Objective:
Render every line of the material below as a numbered list, skipping blank lines.

Record set:

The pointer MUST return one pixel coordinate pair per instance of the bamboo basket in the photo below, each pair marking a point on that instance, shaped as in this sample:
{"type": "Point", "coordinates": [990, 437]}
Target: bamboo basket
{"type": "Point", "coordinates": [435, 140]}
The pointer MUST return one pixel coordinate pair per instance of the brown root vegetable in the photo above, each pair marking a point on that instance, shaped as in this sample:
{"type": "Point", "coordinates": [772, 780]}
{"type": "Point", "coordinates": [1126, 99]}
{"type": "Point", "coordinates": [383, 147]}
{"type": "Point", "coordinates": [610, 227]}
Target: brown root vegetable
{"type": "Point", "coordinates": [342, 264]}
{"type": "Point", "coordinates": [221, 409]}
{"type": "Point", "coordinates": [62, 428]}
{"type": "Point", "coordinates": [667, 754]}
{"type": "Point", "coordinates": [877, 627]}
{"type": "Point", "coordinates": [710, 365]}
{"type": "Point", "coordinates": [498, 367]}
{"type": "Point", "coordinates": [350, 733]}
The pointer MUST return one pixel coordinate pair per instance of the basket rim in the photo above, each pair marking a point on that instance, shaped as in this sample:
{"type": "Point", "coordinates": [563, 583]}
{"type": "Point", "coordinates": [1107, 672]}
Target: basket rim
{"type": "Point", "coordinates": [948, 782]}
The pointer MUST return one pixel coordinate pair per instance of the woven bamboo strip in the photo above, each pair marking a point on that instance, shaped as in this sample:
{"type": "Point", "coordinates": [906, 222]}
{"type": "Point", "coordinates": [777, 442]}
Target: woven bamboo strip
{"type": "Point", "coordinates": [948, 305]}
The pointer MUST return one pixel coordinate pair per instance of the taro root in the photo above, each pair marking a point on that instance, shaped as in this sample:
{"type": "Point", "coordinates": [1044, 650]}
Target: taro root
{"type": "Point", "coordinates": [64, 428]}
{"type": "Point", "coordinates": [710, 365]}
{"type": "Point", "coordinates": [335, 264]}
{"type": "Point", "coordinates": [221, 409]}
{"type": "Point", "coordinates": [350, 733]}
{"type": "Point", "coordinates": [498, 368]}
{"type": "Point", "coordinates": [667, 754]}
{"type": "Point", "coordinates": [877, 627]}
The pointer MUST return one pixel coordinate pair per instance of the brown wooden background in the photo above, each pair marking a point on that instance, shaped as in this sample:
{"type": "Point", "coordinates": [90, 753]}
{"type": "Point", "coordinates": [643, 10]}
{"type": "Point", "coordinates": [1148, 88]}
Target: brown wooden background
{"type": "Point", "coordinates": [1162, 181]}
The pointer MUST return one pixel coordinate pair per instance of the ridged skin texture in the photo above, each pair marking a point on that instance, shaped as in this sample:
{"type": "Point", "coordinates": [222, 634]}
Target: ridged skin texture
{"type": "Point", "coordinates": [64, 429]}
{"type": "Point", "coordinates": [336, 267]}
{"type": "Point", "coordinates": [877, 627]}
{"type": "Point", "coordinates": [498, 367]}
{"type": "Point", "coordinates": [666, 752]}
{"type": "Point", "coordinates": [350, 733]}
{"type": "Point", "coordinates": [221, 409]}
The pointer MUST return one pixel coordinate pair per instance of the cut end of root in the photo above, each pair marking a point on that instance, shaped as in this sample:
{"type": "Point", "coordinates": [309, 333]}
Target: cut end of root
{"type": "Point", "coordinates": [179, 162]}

Output below:
1. The pointer MUST return one pixel coordinate pair per instance of the bamboo basket in the photo below, each pair marking a point on that instance, shaped as in this sample:
2. {"type": "Point", "coordinates": [990, 437]}
3. Target: bamboo basket
4. {"type": "Point", "coordinates": [435, 140]}
5. The pointer MUST return one pixel coordinate pair per instance of the brown root vegetable in the photo above, each pair marking a point on that instance, shaped as in this sample:
6. {"type": "Point", "coordinates": [772, 780]}
7. {"type": "Point", "coordinates": [1126, 99]}
8. {"type": "Point", "coordinates": [383, 147]}
9. {"type": "Point", "coordinates": [610, 227]}
10. Target: brown root vegetable
11. {"type": "Point", "coordinates": [342, 264]}
12. {"type": "Point", "coordinates": [221, 409]}
13. {"type": "Point", "coordinates": [62, 428]}
14. {"type": "Point", "coordinates": [667, 754]}
15. {"type": "Point", "coordinates": [877, 627]}
16. {"type": "Point", "coordinates": [710, 365]}
17. {"type": "Point", "coordinates": [498, 367]}
18. {"type": "Point", "coordinates": [350, 733]}
19. The pointer MUST return one pixel coordinate pair per instance of the basket rim in the photo above, each pair marking a point on that instance, shaped as in this sample:
20. {"type": "Point", "coordinates": [563, 583]}
21. {"type": "Point", "coordinates": [1107, 672]}
22. Target: basket rim
23. {"type": "Point", "coordinates": [948, 782]}
24. The pointer MUST return one pixel coordinate pair per instance of the woven bamboo strip in the photo above, each pair marking a point on that instance, shaped as in this sample:
25. {"type": "Point", "coordinates": [906, 222]}
26. {"type": "Point", "coordinates": [777, 442]}
27. Target: woven bamboo strip
28. {"type": "Point", "coordinates": [948, 305]}
29. The pointer MUST return one pixel coordinate pair per instance of the taro root in the photo above, each pair marking a point on that instance, shaped as in this sample:
30. {"type": "Point", "coordinates": [1044, 650]}
31. Target: taro root
32. {"type": "Point", "coordinates": [64, 428]}
33. {"type": "Point", "coordinates": [710, 365]}
34. {"type": "Point", "coordinates": [335, 264]}
35. {"type": "Point", "coordinates": [221, 409]}
36. {"type": "Point", "coordinates": [350, 733]}
37. {"type": "Point", "coordinates": [498, 368]}
38. {"type": "Point", "coordinates": [667, 754]}
39. {"type": "Point", "coordinates": [877, 627]}
40. The pointer MUST return one pixel coordinate pair per instance of the brown wooden background in the photo above, each pair marking a point on that instance, shaped as in this sample:
41. {"type": "Point", "coordinates": [90, 753]}
42. {"type": "Point", "coordinates": [643, 10]}
43. {"type": "Point", "coordinates": [1148, 88]}
44. Target: brown wooden background
45. {"type": "Point", "coordinates": [1162, 181]}
46. The pointer MUST return one pixel coordinate pair per instance of the ridged skin texture in the photo above, each pair marking a point on that instance, shaped as in this sample:
47. {"type": "Point", "coordinates": [222, 634]}
48. Target: ridged skin texture
49. {"type": "Point", "coordinates": [64, 429]}
50. {"type": "Point", "coordinates": [336, 267]}
51. {"type": "Point", "coordinates": [877, 627]}
52. {"type": "Point", "coordinates": [498, 367]}
53. {"type": "Point", "coordinates": [666, 752]}
54. {"type": "Point", "coordinates": [350, 733]}
55. {"type": "Point", "coordinates": [221, 409]}
56. The pointer MUST return one pixel coordinate pair per instance of the cut end of root in the photo above, each pair marking a point on that instance, shaped as in this sample:
57. {"type": "Point", "coordinates": [309, 333]}
58. Target: cut end of root
59. {"type": "Point", "coordinates": [179, 162]}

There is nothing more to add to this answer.